"""

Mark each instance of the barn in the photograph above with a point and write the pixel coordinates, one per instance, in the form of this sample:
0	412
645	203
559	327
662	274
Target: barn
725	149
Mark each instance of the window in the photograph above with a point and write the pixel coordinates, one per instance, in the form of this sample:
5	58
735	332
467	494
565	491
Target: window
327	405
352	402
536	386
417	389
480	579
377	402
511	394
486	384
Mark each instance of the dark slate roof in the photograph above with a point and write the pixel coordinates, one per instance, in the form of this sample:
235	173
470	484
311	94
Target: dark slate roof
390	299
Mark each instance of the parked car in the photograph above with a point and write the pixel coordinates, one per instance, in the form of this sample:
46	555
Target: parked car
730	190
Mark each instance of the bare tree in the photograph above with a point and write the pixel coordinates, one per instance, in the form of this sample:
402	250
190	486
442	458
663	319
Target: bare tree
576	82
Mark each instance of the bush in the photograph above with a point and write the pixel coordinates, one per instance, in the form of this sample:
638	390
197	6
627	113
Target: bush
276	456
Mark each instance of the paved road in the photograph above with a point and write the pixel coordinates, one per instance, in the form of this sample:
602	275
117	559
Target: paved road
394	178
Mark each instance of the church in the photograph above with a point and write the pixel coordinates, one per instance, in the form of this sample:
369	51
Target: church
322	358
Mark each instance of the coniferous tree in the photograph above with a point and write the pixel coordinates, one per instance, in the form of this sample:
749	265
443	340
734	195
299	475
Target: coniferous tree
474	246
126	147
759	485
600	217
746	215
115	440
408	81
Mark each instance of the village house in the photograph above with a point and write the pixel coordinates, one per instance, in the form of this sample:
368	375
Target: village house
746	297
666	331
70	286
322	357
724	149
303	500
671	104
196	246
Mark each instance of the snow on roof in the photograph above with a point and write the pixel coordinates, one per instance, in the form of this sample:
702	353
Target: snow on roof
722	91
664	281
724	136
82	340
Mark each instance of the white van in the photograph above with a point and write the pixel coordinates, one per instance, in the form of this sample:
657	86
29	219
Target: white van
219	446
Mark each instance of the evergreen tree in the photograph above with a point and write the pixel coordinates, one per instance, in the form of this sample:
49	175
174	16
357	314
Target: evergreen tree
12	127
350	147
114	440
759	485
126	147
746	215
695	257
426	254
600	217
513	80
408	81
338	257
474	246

"""
"""

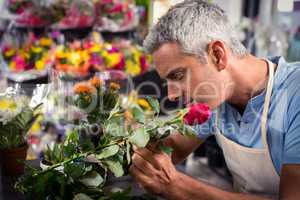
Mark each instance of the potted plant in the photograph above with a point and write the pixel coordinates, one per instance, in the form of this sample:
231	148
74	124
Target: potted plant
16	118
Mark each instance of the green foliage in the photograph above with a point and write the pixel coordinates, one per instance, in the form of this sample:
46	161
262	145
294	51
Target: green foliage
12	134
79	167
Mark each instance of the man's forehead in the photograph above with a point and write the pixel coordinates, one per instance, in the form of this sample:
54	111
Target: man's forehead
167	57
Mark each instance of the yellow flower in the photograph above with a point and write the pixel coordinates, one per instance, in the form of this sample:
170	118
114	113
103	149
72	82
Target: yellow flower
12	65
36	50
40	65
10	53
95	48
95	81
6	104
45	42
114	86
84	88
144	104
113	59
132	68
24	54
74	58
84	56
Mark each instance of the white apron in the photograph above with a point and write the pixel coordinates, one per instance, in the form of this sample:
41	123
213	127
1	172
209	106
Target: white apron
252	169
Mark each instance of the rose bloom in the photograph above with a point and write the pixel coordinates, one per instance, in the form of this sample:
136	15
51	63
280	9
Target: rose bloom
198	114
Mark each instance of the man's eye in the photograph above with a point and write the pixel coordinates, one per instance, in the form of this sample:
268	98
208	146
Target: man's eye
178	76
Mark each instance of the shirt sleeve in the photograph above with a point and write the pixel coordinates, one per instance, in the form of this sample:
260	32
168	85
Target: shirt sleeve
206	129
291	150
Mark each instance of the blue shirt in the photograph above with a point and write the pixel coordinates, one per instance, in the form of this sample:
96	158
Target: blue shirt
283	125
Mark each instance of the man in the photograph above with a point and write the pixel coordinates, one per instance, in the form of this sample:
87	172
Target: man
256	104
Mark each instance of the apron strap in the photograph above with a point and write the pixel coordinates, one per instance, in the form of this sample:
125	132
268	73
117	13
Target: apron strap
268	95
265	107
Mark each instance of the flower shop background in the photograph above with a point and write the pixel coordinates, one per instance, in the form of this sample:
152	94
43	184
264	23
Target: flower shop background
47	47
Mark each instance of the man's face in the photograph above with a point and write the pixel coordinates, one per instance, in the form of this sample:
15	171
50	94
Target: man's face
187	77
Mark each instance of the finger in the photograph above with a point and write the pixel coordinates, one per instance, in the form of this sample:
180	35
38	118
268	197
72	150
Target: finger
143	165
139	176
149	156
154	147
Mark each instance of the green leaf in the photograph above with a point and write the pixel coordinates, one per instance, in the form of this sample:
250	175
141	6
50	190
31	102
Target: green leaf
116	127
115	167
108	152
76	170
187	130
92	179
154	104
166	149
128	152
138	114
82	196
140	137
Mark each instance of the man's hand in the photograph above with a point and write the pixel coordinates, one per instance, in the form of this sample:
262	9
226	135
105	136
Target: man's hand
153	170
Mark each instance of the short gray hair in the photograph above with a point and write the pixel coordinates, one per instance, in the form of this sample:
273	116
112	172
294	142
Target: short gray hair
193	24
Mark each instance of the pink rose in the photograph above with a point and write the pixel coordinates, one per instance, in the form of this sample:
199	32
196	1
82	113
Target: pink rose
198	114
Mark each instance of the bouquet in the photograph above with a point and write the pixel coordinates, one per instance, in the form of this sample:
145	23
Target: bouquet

"""

#### [Short problem]
Report every line in the listing above that contains the word "sleeve", and treat uppercase and lowercase as different.

#### [Result]
Mark each instance of the shirt sleeve in the photograph above with a point and write the pixel coordinates, one per instance, in the form of this sample:
Target: shirt sleeve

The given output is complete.